• Text to read
§

Freiherr Hasso Eccard von Manteuffel (14 January 1897 – 24 September 1978) was a German baron born to the Prussian noble von Manteuffel family and was a general during World War II who commanded the 5th Panzer Army. He was a recipient of the Knight's Cross of the Iron Cross with Oak Leaves, Swords and Diamonds of Nazi Germany.

After the war, he was elected to the Bundestag (West German legislature) and was the spokesman for defense of the Free Democratic Party. A proponent of rearmament, he was responsible for coining the new name for the post-World War II German armed forces, the Bundeswehr.

Early career
Hasso von Manteuffel began his military career during the First World War. In 1919, he joined the Freikorps and then the newly created Reichswehr.  In February 1937 he joined the Panzer Troop Command of the OKH, and in February 1939 became a senior professor at Panzer Troop School II in Berlin.

World War II
During Operation Barbarossa, Manteuffel commanded a battalion in the 7th Panzer Division, in the Army Group Centre.

In early 1943, Manteuffel was sent to Africa, where on 5 February he became the commander of the Division von Broich/von Manteuffel, serving in 5th Panzer Army. Here Manteuffel took part in the Battle of Tunisia. Manteuffel assumed command of the 7th Panzer Division on 22 August 1943 and was posted to the Eastern Front, which had by then collapsed following the Battle of Kursk and the resulting Soviet counteroffensive. The division retreated during the resulting Battle of the Dnieper.

Manteuffel was appointed commander of the Grossdeutschland Division on 1 February 1944. The division engaged the Red Army west of Kirovograd, then retreated across Ukraine. In late July Großdeutschland was ordered to East Prussia, following the collapse of Army Group Centre in Soviet Operation Bagration. The division failed to break through to the Army Group North in the Courland Pocket.

On 1 September 1944, Manteuffel was promoted to General of Panzer Troops and given command of the 5th Panzer Army on the Western Front, which took part in the Ardennes Offensive. Manteuffel's 5th Panzer Army achieved the deepest penetration of Allied lines during the offensive, almost reaching the Meuse River, and engaging the U.S. forces at the Battle of Bastogne. On 10 March 1945 Manteuffel was made the commander of the 3rd Panzer Army on the Eastern Front, attached to Army Group Vistula. His army was assigned to defend the banks of the Oder River north of the Seelow Heights. On 25 April the Soviet 2nd Belorussian Front broke through Third Panzer Army's line, forcing a German retreat. On 3 May 1945 Manteuffel surrendered his troops to the British Army at Hagenow, Germany.

§

• Records shown
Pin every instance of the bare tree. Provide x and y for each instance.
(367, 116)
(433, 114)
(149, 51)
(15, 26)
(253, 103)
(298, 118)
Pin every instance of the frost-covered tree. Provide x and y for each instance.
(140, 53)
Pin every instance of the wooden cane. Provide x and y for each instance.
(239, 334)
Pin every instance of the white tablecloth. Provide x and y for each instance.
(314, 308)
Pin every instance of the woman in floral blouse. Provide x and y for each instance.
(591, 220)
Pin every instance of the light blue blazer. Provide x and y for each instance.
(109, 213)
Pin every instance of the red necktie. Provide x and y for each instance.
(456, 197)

§

• Tasks to perform
1. Transcribe the records above line for line, leaving nothing out.
2. Pick up the text on Hasso von Manteuffel after its last sentence and keep it going.

• Answers for the tasks
1.
Pin every instance of the bare tree. Provide x and y for each instance.
(367, 116)
(433, 114)
(149, 51)
(15, 26)
(253, 103)
(298, 118)
Pin every instance of the frost-covered tree. Provide x and y for each instance.
(140, 53)
Pin every instance of the wooden cane. Provide x and y for each instance.
(239, 334)
Pin every instance of the white tablecloth. Provide x and y for each instance.
(314, 308)
Pin every instance of the woman in floral blouse. Provide x and y for each instance.
(591, 220)
Pin every instance of the light blue blazer. Provide x and y for each instance.
(109, 213)
Pin every instance of the red necktie. Provide x and y for each instance.
(456, 197)

2.
Post-war

At first Manteuffel was interned at the British-administered Island Farm Special Camp 11 for high-ranking Wehrmacht officers. In 1946 he was handed over to the Americans and took part in the U.S. Army Historical Division project, for which he produced a monograph on the mobile warfare aspect of the Ardennes Offensive.

After his release in December 1946, he entered politics and was a representative of the Free Democratic Party of Germany (FDP) in the German Bundestag from 1953 to 1957. In 1957 he joined the German Party. In the early 1950s Manteuffel advised on the redevelopment of the Bundeswehr.

Manteuffel was charged in 1959 for having a deserter shot in 1944 (he reversed the court martial's original verdict of imprisonment and  decided for a death sentence, using the Führer Order No.7 as a basis). He was convicted and sentenced to two years in prison. Alaric Searle comments that Manteuffel exceeded his powers as a divisional commander, but at the same time, "Manteuffel's purely military arguments—that signs of disintegration had appeared on other sectors of the front, that the night before the incident a case of desertion had occurred, and that his division's task, in a precarious situation, was to help protect a critical evacuation point—would probably have been accepted in most other Western countries as justifying his action". Searle agrees with Hermann Balck's comment that such a trial would be "unthinkable" for a French or British officer.

He spoke eloquent English; in 1968 he lectured at the United States Military Academy at West Point, speaking about combat in deep snow conditions and worked as a technical adviser on war films. He was interviewed in The World at War episode 19 - "Pincers" (August 1944 – March 1945) in 1973.  Manteuffel died in 1978.

Awards
 Iron Cross (1914): 2nd Class (13 October 1916) & 1st Class (2 May 1917)
 Austrian Military Merit Cross (3rd Class)
 Bavarian Military Merit Cross (3rd Class)
 The Honour Cross of the World War 1914/1918 
 Panzer Badge in Silver 
 War Merit Cross (2nd Class) 2nd Class (22 July 1941) & 1st Class (1 August 1941)
 Knight's Cross of the Iron Cross with Oak Leaves, Swords and Diamonds
 Knight's Cross on 31 December 1941 as Oberst and commander  of Schützen-Regiment 6
 Oak Leaves on 23 November 1943 as Generalmajor and commander of the 7. Panzer-Division
 Swords on 22 February 1944 as Generalleutnant and commander of the 7. Panzer-Division
 Diamonds on 18 February 1945 as General der Panzertruppe and commander-in-chief of 5. Panzerarmee

References

Citations

Bibliography

External links
 

 

1897 births
1978 deaths
Military personnel from Potsdam
People from the Province of Brandenburg
German Party (1947) politicians
German Army personnel of World War I
Prussian Army personnel
Barons of Germany
Members of the Bundestag for North Rhine-Westphalia
Recipients of the clasp to the Iron Cross, 1st class
Recipients of the Military Merit Cross (Bavaria)
Recipients of the Knight's Cross of the Iron Cross with Oak Leaves, Swords and Diamonds
Generals of Panzer Troops
Reichswehr personnel
20th-century Freikorps personnel
Members of the Bundestag for the Free Democratic Party (Germany)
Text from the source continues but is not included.